▶ _LIST OF TASKS_:
1. Answer these questions using the text on significance testing in market research:
(a) What mark goes under a cell when the null hypothesis is rejected and p1 is greater than p2?
(b) Which column is the "balance" column proportion imputed from?
(c) What kind of percentages are the values in the crosstab?
2. Continue the text on significance testing in market research from where it stops.

▶ _EXTRACTED TEXT_:
++++++++++++++++++++

Sensible Significance testing in Market Research Cross
It is common practice in market research, and perhaps survey
research in general, to produce up to several hundred cross
tabulations .. at least one per question asked.
Typically there is a "standard break" - the horizontal axis
of the table - applied in each case. This "break" defines
groups of interest to the researcher e.g.
Aged under 35
Aged 36 -55
Aged 56 and over
Males Under 18
Females Under 18
Clearly these groups are not mutually exclusive.
Given this large volume of output, it is obviously of
interest to the researcher to have some method of drawing
attention to "differences of importance". One way of doing
this is to do numerous "tests of significance" and to
display the results with some device e.g. +++ or --- or ***
under the cell percentage.
To clarify, say the cross tabulation (crosstab) comprises
the above mentioned standard break across the page, and some
field (say, "Intention to Purchase") with a smallish number
of categories (say 5) down the page, the values in the
crosstab being vertical percentages i.e. percentages of the
base in each column.
The significance test used for a given cell is a two tailed
t test of the null hypothesis that there is no difference
between the proportion falling into this row in this column
(p1) and p2, the proportion falling into the corresponding
row in the "balance" column (imputed from the total column).
If there are 5 categories in this column, then there will be
5 such tests (per column). If the null hypothesis is
rejected at some level of significance (say 5%), then the
cell is "marked" .. if p1 <p2 then the mark is ---, if
p1>p2 then the mark is +++. There is no mark if the null
hypothesis is not rejected.
This use of significance testing is somewhat in the spirit
of Jones and Tukey's proposal : "A Sensible Formulation of
the Significance Test" (
) in that
no statement is made if the sample data does not support a
difference in means.
A brief extract from the Jones and Tukey paper
"As a consequence, we should not set forth a null hypothesis
because to do so is unrealistic and misleading. Instead, we
should assess the sample data and entertain one of three
(1) act as if µA - µB > 0;
(2) act as if µA - µB < 0;
(3) act as if the sign of µA - µB, is
indefinite, i.e., is not (yet) determined.
This specification is similar to "the three alternative
decisions" proposed by Tukey (1960, p. 425).

++++++++++++++++++++

▶ _DATA FOR REVIEW_:
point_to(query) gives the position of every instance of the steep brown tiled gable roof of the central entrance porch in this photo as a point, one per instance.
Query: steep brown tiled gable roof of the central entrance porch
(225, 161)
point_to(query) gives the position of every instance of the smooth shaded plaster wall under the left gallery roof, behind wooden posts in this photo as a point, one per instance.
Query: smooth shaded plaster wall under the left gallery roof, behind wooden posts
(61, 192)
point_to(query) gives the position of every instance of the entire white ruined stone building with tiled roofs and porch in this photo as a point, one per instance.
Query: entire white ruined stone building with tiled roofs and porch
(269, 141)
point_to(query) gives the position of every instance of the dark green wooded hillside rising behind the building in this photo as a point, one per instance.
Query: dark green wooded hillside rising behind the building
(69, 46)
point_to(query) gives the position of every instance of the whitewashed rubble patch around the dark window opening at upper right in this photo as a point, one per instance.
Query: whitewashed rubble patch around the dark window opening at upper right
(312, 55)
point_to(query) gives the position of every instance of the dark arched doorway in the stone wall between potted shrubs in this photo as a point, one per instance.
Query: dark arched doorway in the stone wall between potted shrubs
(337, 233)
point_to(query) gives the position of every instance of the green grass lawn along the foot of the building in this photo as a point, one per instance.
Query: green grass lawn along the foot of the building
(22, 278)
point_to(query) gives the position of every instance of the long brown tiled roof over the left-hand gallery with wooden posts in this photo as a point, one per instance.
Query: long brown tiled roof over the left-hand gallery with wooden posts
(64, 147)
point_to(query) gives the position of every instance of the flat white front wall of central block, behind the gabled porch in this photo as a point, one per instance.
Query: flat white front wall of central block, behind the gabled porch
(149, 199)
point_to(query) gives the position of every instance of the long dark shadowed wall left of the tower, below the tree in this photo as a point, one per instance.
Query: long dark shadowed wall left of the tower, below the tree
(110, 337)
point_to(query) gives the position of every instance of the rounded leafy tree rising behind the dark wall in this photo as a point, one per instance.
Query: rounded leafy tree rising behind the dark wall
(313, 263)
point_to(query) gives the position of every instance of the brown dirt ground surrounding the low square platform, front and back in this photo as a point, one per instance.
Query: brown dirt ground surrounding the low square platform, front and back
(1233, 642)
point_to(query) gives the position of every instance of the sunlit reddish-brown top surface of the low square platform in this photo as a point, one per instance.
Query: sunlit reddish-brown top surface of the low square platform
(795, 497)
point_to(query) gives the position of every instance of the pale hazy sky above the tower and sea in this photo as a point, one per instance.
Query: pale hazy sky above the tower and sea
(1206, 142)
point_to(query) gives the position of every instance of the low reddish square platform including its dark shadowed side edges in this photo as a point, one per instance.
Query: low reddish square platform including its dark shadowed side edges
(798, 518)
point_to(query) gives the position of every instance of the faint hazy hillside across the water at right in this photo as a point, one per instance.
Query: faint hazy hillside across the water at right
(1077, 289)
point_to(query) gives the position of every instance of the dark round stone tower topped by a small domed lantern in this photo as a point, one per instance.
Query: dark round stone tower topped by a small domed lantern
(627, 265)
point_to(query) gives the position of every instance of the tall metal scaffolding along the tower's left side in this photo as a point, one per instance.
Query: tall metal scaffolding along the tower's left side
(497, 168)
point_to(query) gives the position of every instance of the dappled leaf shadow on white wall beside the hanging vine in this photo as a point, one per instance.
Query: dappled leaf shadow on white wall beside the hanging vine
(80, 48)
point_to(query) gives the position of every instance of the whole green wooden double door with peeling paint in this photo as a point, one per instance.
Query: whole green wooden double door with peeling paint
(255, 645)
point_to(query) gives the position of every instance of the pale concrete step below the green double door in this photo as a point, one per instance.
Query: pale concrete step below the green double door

++++++++++++++++++++

▶ _EXPECTED RESPONSES_:
1.
(a) +++
(b) The total column.
(c) Vertical percentages, meaning percentages of the base in each column.

2.
With this formulation, a conclusion is in error only when it
is "a reversal," when it asserts one direction while the
(unknown) truth is the other direction. Asserting that the
direction is not yet established may constitute a wasted
opportunity, but is not an error. We want to control the
rate of error, the reversal rate, while minimizing wasted
opportunity, i.e., while minimizing indefinite results."
..The adoption of this proposed three-alternative conclusion
procedure lends itself to reporting the effect size as the
estimated value of µA - µB (either standardized or not).
Regardless of the size of that estimate, and regardless of
whether or not the calculated value of t falls in the
rejection region, it seems appropriate to report the p value
as the area of the t distribution more positive or more
negative (but not both) than the value of t obtained from
(yA - yB)/sd). (The limiting values of p then are 0, as
the absolute value of t becomes indefinitely large, and 1/2,
as the value of t approaches zero.)
For any specified positive or negative population mean
difference, there may be found in the usual way the
probability of a Type II error, of withholding judgment when
the parametric difference is as specified. For each
specified difference, the probability of a Type II error is
smaller than that for the conventional two-tailed test of
significance. Thus, the proposed procedure is uniformly
more powerful than the conventional procedure.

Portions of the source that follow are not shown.